++++ Supplied information ++++

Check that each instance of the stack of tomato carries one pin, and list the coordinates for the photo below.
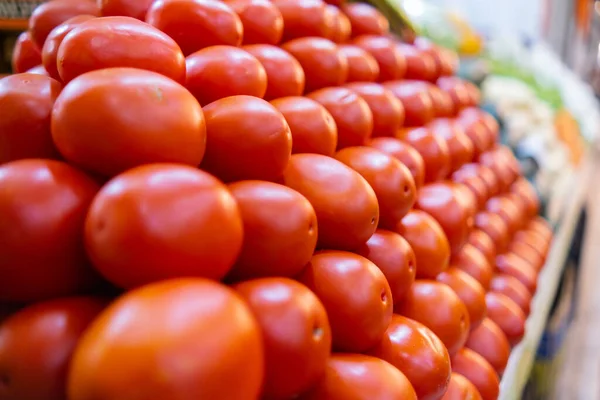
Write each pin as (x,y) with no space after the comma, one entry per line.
(253,199)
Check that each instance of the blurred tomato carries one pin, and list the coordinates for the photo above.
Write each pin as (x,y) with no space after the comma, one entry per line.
(296,334)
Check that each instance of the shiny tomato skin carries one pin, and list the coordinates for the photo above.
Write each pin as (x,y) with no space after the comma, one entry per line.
(36,345)
(419,354)
(119,42)
(361,377)
(285,76)
(280,230)
(355,294)
(351,113)
(45,202)
(27,100)
(170,125)
(296,334)
(182,336)
(120,229)
(428,241)
(312,126)
(196,24)
(217,72)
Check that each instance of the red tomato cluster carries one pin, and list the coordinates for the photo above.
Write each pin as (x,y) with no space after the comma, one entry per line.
(251,199)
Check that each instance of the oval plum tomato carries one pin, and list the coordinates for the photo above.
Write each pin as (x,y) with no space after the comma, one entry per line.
(419,354)
(469,290)
(262,21)
(392,254)
(355,294)
(120,229)
(285,76)
(479,372)
(390,179)
(312,126)
(432,148)
(196,24)
(36,345)
(27,100)
(280,230)
(169,127)
(323,63)
(360,377)
(351,113)
(296,334)
(53,41)
(324,181)
(427,239)
(392,64)
(387,110)
(217,72)
(43,205)
(404,153)
(182,336)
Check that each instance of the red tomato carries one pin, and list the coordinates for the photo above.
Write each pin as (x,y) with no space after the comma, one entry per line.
(355,294)
(428,241)
(36,345)
(479,372)
(419,354)
(182,337)
(120,229)
(285,76)
(296,334)
(350,112)
(280,230)
(27,101)
(217,72)
(196,24)
(360,377)
(43,206)
(404,153)
(324,181)
(392,182)
(323,63)
(169,123)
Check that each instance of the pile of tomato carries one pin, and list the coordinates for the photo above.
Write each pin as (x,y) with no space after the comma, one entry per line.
(253,199)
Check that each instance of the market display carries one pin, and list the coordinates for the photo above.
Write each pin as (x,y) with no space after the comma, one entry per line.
(254,199)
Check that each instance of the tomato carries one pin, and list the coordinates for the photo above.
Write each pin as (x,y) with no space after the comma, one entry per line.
(182,337)
(432,148)
(507,315)
(323,63)
(479,372)
(355,294)
(43,205)
(53,41)
(392,64)
(27,100)
(325,181)
(360,377)
(392,254)
(312,126)
(404,153)
(169,123)
(428,241)
(280,230)
(261,19)
(419,354)
(351,113)
(120,230)
(36,345)
(285,76)
(217,72)
(298,346)
(390,179)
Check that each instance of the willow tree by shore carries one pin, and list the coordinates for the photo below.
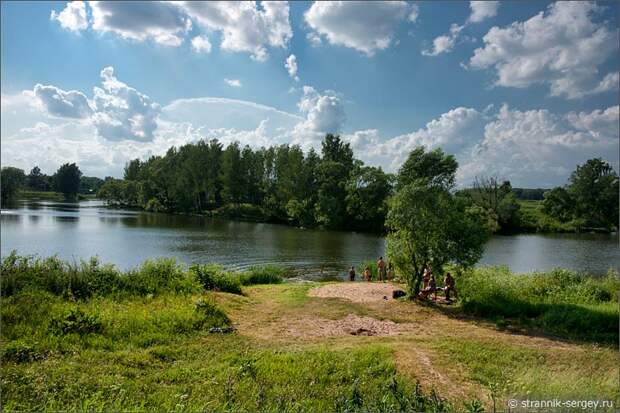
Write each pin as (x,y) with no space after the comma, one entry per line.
(428,225)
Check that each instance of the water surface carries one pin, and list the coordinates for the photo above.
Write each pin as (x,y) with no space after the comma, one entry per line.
(126,238)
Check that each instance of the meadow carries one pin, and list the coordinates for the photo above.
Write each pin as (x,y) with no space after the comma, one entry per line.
(85,336)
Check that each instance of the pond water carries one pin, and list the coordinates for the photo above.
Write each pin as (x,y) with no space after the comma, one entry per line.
(126,238)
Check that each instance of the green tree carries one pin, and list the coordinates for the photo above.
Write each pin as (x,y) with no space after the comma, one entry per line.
(36,180)
(433,168)
(367,195)
(11,180)
(594,187)
(232,174)
(559,203)
(67,179)
(427,224)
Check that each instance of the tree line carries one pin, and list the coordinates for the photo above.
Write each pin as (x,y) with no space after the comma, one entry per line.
(281,183)
(67,180)
(329,189)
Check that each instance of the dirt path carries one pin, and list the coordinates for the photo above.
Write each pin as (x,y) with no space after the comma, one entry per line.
(358,292)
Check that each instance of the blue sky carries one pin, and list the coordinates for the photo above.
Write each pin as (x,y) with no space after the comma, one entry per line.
(489,92)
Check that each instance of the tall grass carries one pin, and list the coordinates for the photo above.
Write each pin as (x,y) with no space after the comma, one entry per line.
(561,302)
(85,279)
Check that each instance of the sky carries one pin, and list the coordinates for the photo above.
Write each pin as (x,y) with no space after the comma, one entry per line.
(523,91)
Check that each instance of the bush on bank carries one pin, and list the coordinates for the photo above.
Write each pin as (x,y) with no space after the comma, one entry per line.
(561,302)
(90,278)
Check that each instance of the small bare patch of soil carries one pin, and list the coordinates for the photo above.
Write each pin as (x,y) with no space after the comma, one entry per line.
(350,325)
(359,292)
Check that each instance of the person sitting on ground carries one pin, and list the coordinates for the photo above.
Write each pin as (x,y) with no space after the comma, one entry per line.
(449,285)
(352,274)
(390,271)
(367,274)
(381,268)
(430,288)
(426,278)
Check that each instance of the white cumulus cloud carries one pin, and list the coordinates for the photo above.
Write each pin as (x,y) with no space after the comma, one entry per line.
(123,113)
(72,17)
(243,25)
(363,26)
(561,47)
(60,103)
(201,44)
(162,22)
(482,10)
(291,66)
(233,82)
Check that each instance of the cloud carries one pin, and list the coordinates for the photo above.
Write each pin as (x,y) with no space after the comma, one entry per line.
(64,104)
(243,25)
(162,22)
(482,10)
(445,43)
(413,13)
(561,47)
(122,112)
(291,67)
(201,44)
(72,17)
(233,82)
(363,26)
(324,114)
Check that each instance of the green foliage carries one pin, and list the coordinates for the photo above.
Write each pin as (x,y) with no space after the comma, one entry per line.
(211,314)
(213,277)
(266,274)
(590,199)
(11,180)
(561,302)
(433,168)
(124,193)
(430,226)
(90,278)
(67,179)
(20,351)
(75,320)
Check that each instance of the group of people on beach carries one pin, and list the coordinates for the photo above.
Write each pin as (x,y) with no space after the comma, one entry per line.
(386,273)
(429,285)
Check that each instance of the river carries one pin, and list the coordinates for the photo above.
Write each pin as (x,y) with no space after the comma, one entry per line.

++++

__Your task__.
Pull every entry above out word for word, leaving out the pictures.

__Written answer__.
Check that each instance of the stack of tomato carries one pin, and list the coordinates for the photo below.
Write each pin as (x,y) with no space after the comma, one entry per line.
(253,199)
Check that each instance of the blurred tomato carries one pin, and list the coordinates for the photo above.
Write each pin as (x,y) with no space after the comma, one entry per line.
(296,334)
Check that each instance of the shiny tomato skin carries one pin, and list the coordinates for the photo above.
Write each pin as (x,y) with no space after the comma, one entry per line.
(36,345)
(419,354)
(119,42)
(361,377)
(285,76)
(280,230)
(355,294)
(351,113)
(45,202)
(27,100)
(170,125)
(296,334)
(182,336)
(120,229)
(428,241)
(312,126)
(196,24)
(217,72)
Check that each instance of the red tomato cluster carries one pin, and list the coordinates for the photo above.
Write each pin as (x,y) with no space after the comma, one entry per line.
(251,199)
Check that each instance of the oval plum tomato carries one pin, and list the coordinates for the photo above.
Write each pin as (x,y) with no space after the comma, one entry per line.
(419,354)
(469,290)
(262,21)
(392,254)
(355,294)
(120,229)
(285,76)
(479,372)
(390,179)
(312,126)
(432,148)
(196,24)
(36,345)
(27,100)
(280,230)
(169,127)
(323,63)
(360,377)
(351,113)
(296,334)
(53,41)
(324,181)
(427,239)
(392,64)
(387,110)
(217,72)
(43,205)
(404,153)
(182,336)
Check that each instance of the red tomato carries one pin, and list the coordinates for the photo above.
Write each pin as (x,y) with no space after the comma, one entry per line.
(355,294)
(428,241)
(36,345)
(479,372)
(419,354)
(182,337)
(120,229)
(285,76)
(296,334)
(350,112)
(280,230)
(27,101)
(217,72)
(196,24)
(360,377)
(43,206)
(404,153)
(324,181)
(392,182)
(323,63)
(169,123)
Check that each instance of the pile of tomato carries one pin, and list the coordinates for the photo above.
Write each pin as (x,y) with no space after the comma, one entry per line.
(253,199)
Check that each instance of the market display carries one pin, and list the coordinates for the photo above.
Write each pin as (x,y) with no space after the comma, one entry per line.
(254,199)
Check that each instance of the tomato carries one pin, and list the coordinates for the photo above.
Write each pin as (x,y) with no space after the comma, one entry per line.
(182,337)
(432,148)
(507,315)
(323,63)
(479,372)
(355,294)
(43,205)
(53,41)
(392,64)
(27,100)
(325,181)
(360,377)
(392,254)
(312,126)
(404,153)
(169,123)
(428,241)
(280,230)
(261,19)
(419,354)
(351,113)
(120,230)
(36,345)
(285,76)
(217,72)
(298,346)
(390,179)
Check that each instance of the willow tree by shore carries one pin, and list the coordinates for the photo below.
Write each pin as (x,y) with no space after the comma, one entry per line.
(428,225)
Check that each instance of the water surface carries one pin, and list the coordinates for the photo above.
Write each pin as (x,y) with no space after the comma, one entry per line.
(126,238)
Check that each instance of the meadow carries one pin, and list the coordinates for the photo above.
Write each pin as (x,y) with no space after the comma, one entry per line.
(85,336)
Check that each instance of the pond water carries one pin, and list the coordinates for the photo above.
Write each pin as (x,y) with no space after the comma, one entry per line.
(126,238)
Check that each instance of the green tree carries one pin, and list the coordinates for the photo above.
Write each pin as (x,y) with no space after the comma, one entry per line.
(36,180)
(433,168)
(367,195)
(11,180)
(594,187)
(232,174)
(559,203)
(67,179)
(427,224)
Check that each instance of the tree line carries one pin, and list the coordinates for the photo above.
Write each pin as (x,y) with no space after the comma, one entry per line.
(281,183)
(67,180)
(329,189)
Check that each instance of the dirt path carries one pin, and list the coordinates for the photo above.
Write each pin as (x,y) with no space after the comma, one entry per line.
(358,292)
Check that each instance of the blue sky carries one pin, and list the coordinates for the photo above.
Write each pin as (x,y) with no space after the comma, one entry per line.
(489,92)
Check that each instance of the tall grass carries one pin, and list the coordinates for the photo above.
Write each pin as (x,y) with no space after the comma, one entry per line.
(561,302)
(85,279)
Check that each instance of the sky carries one pin, and list the coordinates for the photo above.
Write each pin as (x,y) with no space after the comma, one entry per line.
(523,91)
Check that each instance of the bush on bank carries one pin, and list the coordinates for the photo above.
Write each pin as (x,y) with no space after the comma, one entry per line.
(561,302)
(90,278)
Check that each instance of the small bare patch of soil carries one pin, and list the coordinates for the photo above.
Write each pin as (x,y) with no space after the comma, one entry per line.
(350,325)
(359,292)
Check that each instance of the person sitting on ground carries one pin, and list the coordinates for the photo above.
Write each pin as (x,y) with no space after the comma, one entry per line.
(449,285)
(352,274)
(390,271)
(367,274)
(381,268)
(430,288)
(426,278)
Check that each instance of the white cumulus cloud carries one pin, and list the coordinates for the photo above.
Write each pin as (x,y) with no space after the comma, one entry per line.
(123,113)
(72,17)
(243,25)
(363,26)
(561,47)
(60,103)
(201,44)
(162,22)
(482,10)
(291,66)
(233,82)
Check that each instance of the cloud carries one pin, and list the coordinates for the photo above.
Write each pin as (x,y) with no space after the comma, one entry per line.
(64,104)
(243,25)
(162,22)
(482,10)
(445,43)
(413,13)
(561,47)
(122,112)
(291,67)
(201,44)
(72,17)
(233,82)
(363,26)
(324,114)
Check that each instance of the green foliage carries one pin, and list the coordinates for the photo above.
Write each pin as (x,y) with no space after the comma, one entry per line.
(211,314)
(213,277)
(266,274)
(590,199)
(11,180)
(561,302)
(433,168)
(124,193)
(430,226)
(90,278)
(67,179)
(20,351)
(75,320)
Check that each instance of the group of people on beach carries one pin, and list the coordinates for the photo above.
Write each pin as (x,y) with no space after the comma, one entry per line.
(386,273)
(429,285)
Check that each instance of the river carries one pin, and list the coordinates for the photo above.
Write each pin as (x,y) with no space after the comma, one entry per line.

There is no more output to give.